(Bounding box annotation entries)

####

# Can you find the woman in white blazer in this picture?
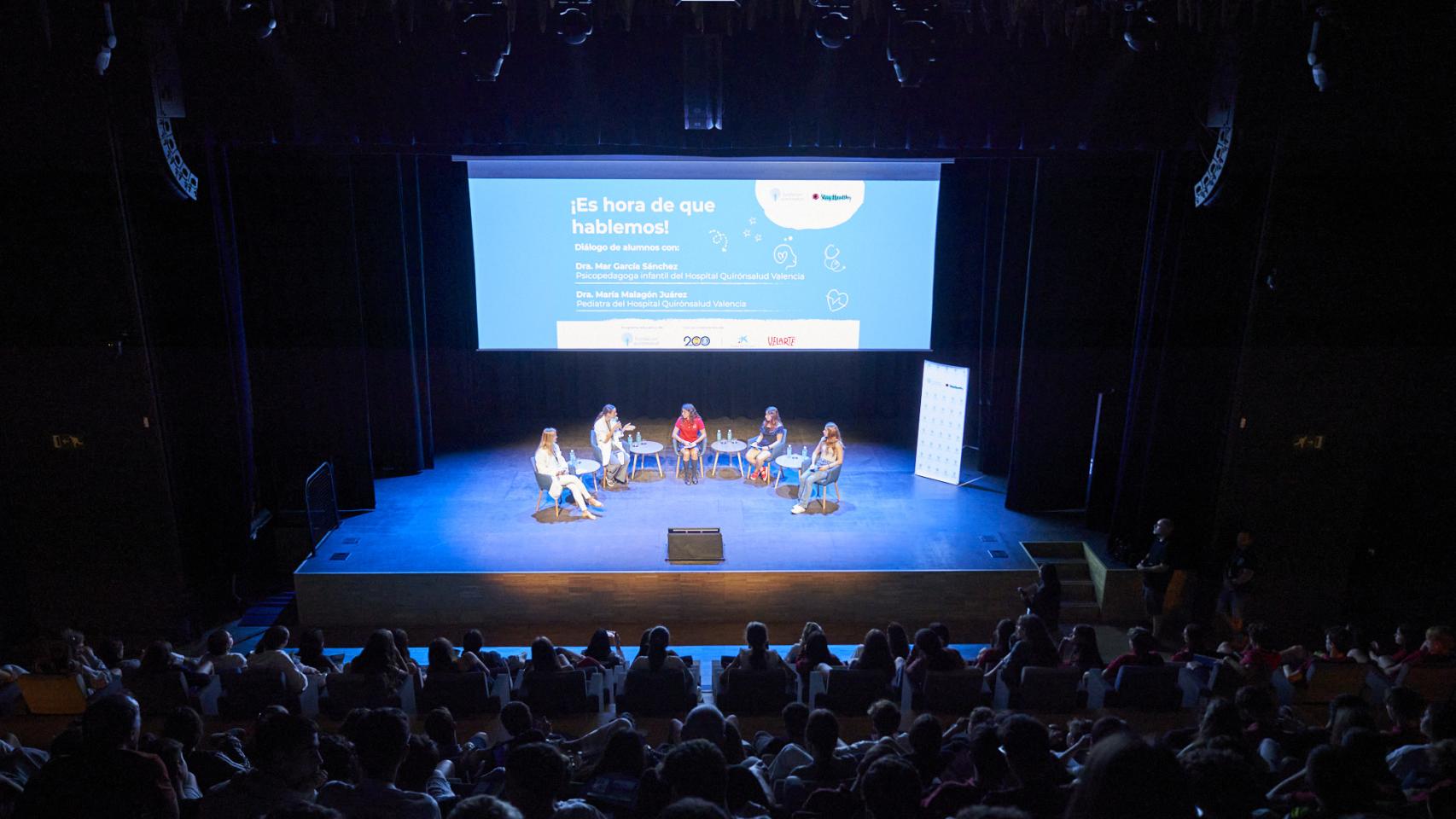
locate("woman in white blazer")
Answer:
[591,404,637,489]
[536,427,602,520]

####

▸ What to do:
Pictures in the records should not appear in your copy, but everything else must be transcribed exactly.

▸ Answer to this exercise:
# Can you find the woman in white blazer in this picture?
locate("woman in white blazer")
Answer:
[591,404,637,489]
[536,427,602,520]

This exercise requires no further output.